• Consegna dell'esercizio: Per favore, traduci in inglese questa frase del testo sul caso di Miranda Ferrante: «Cosa sia avvenuto dopo, è difficile a dirsi, visto che sono passati oltre 50 anni da quei fatti e i documenti potrebbero essere andati smarriti.»

#### Testo in esame

Giallo della ballerina, spariscono le carte

di Nicoletta Appignani

Un altro mistero si aggiunge alla lunga lista di dubbi sul caso di Miranda Ferrante, la giovane ballerina morta nel 1960 il cui corpo è stato riesumato pochi giorni fa nel cimitero di Colleferro.
Malgrado fosse noto come un caso di suicidio, infatti, qualcuno all’epoca comunque indagò: il registro della cancelleria è rubricato come “atti relativi a”. Cioè un decesso sul quale non sono state formulate ipotesi di reato.
Cosa sia avvenuto dopo, è difficile a dirsi, visto che sono passati oltre 50 anni da quei fatti e i documenti potrebbero essere andati smarriti.
I familiari della ragazza ed il figlio Maurizio, hanno fatto richiesta di accedere agli atti del fascicolo ma, da cinque mesi a questa parte, non hanno ricevuto risposta.

########
#### Dati forniti

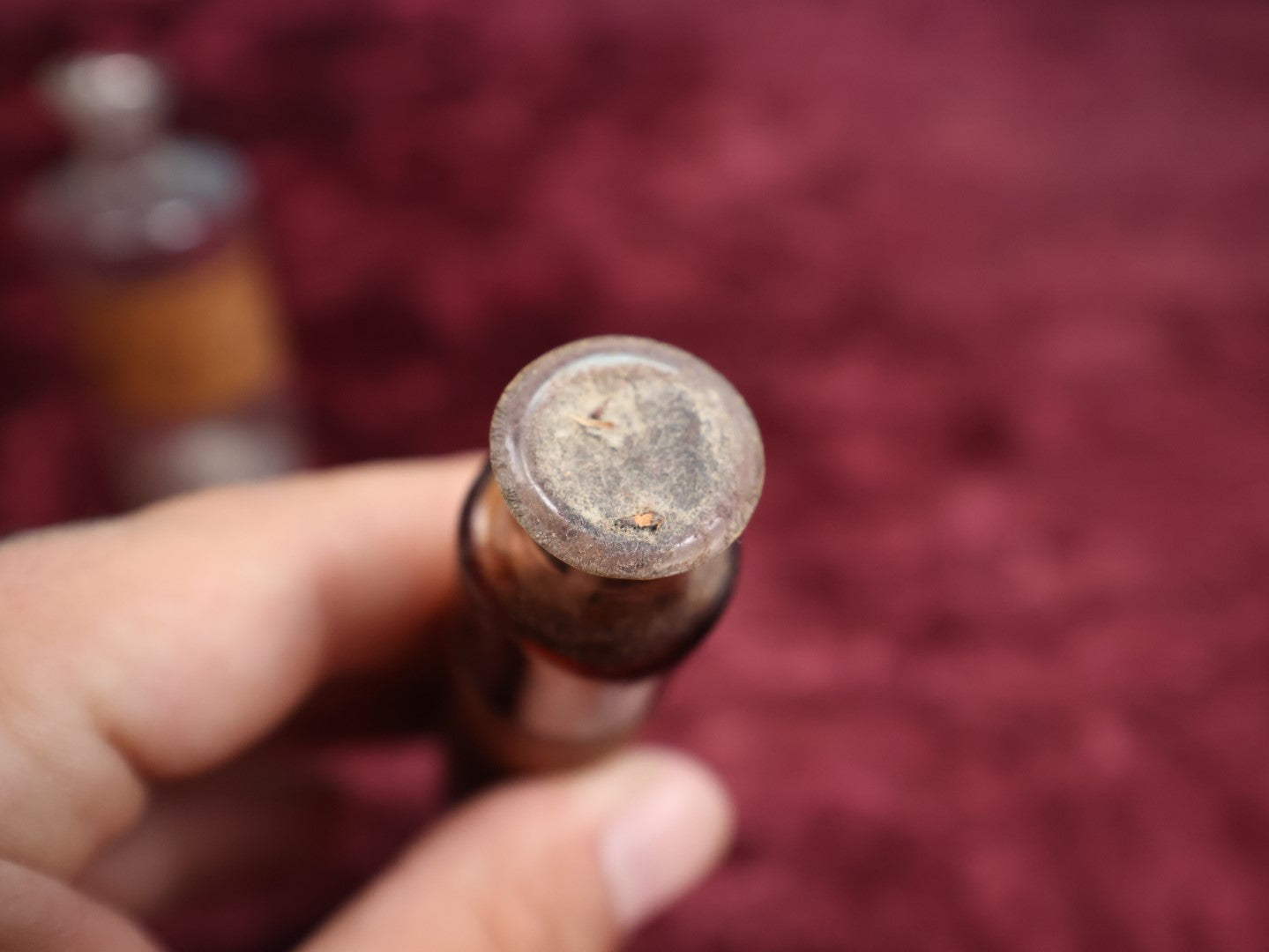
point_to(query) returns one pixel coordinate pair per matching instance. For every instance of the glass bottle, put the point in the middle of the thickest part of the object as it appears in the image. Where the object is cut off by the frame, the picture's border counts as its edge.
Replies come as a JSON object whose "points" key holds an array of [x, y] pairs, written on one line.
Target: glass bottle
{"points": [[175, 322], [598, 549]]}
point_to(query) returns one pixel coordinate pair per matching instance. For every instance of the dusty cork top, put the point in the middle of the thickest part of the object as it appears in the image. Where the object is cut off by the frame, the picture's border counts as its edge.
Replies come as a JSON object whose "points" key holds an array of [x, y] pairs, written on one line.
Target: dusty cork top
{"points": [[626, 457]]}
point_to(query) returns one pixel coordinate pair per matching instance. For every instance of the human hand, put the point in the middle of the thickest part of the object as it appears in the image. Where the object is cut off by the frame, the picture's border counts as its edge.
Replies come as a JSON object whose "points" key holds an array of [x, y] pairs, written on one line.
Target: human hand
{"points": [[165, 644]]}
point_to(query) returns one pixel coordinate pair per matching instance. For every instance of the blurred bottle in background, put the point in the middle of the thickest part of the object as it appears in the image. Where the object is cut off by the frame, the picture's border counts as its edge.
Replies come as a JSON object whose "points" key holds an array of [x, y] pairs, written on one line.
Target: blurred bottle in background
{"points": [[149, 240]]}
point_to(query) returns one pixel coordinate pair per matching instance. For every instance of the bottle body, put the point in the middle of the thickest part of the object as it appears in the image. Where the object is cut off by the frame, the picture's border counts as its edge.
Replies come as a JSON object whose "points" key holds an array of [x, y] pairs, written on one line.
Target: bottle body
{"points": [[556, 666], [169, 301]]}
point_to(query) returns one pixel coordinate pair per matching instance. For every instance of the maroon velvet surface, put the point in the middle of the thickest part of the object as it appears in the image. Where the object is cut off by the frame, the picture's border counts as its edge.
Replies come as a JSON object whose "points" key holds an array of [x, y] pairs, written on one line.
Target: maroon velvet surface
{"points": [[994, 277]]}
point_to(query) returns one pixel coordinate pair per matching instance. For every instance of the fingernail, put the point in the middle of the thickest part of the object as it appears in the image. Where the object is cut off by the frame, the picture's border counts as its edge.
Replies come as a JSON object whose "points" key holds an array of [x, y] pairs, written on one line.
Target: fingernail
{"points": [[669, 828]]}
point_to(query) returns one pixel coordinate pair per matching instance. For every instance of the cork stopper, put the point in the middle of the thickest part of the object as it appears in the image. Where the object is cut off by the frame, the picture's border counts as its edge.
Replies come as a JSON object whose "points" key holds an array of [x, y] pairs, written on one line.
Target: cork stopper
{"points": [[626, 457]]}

########
#### Dati forniti

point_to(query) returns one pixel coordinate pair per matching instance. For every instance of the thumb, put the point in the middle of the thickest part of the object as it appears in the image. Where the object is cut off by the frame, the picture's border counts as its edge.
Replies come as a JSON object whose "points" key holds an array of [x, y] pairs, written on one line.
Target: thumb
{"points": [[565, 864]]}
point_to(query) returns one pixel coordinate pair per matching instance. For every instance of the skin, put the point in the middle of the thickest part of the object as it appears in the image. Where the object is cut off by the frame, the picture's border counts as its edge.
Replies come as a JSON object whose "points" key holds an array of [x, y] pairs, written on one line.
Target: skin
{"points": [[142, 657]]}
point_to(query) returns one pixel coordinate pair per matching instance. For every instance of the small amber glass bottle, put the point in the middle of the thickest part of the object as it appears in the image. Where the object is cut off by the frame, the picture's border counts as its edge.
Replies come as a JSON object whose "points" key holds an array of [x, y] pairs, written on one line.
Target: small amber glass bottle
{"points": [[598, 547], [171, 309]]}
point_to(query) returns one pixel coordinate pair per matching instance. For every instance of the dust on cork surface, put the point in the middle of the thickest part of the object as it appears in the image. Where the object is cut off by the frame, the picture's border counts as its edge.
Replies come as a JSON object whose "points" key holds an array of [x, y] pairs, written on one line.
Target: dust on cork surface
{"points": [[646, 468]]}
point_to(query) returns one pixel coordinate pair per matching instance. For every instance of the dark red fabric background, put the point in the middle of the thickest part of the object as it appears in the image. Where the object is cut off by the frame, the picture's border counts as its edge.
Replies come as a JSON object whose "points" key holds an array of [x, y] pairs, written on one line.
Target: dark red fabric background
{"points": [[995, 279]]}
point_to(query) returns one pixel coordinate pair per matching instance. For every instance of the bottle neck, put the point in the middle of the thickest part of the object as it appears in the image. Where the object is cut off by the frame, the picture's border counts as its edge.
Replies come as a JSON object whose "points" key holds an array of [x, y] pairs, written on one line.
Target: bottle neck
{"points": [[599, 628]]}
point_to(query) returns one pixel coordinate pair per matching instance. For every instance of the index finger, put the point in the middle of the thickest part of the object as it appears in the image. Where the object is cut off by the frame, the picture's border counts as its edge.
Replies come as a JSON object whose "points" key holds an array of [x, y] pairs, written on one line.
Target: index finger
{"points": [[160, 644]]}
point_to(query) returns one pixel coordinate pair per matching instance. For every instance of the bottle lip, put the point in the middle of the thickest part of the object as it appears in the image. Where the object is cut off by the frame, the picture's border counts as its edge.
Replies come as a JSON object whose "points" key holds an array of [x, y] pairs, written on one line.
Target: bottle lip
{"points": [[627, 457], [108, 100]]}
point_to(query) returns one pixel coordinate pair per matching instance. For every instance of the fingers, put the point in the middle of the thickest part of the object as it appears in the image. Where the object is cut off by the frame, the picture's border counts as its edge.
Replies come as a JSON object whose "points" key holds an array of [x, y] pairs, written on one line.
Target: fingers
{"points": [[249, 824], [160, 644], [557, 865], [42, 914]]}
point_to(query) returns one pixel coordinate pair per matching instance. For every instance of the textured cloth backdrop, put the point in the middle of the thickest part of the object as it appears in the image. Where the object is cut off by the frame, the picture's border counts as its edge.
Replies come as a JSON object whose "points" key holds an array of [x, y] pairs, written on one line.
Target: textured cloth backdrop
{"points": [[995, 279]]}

########

• Risposta scritta: What happened afterward is hard to say, given that more than 50 years have passed since those events and the documents may have been lost.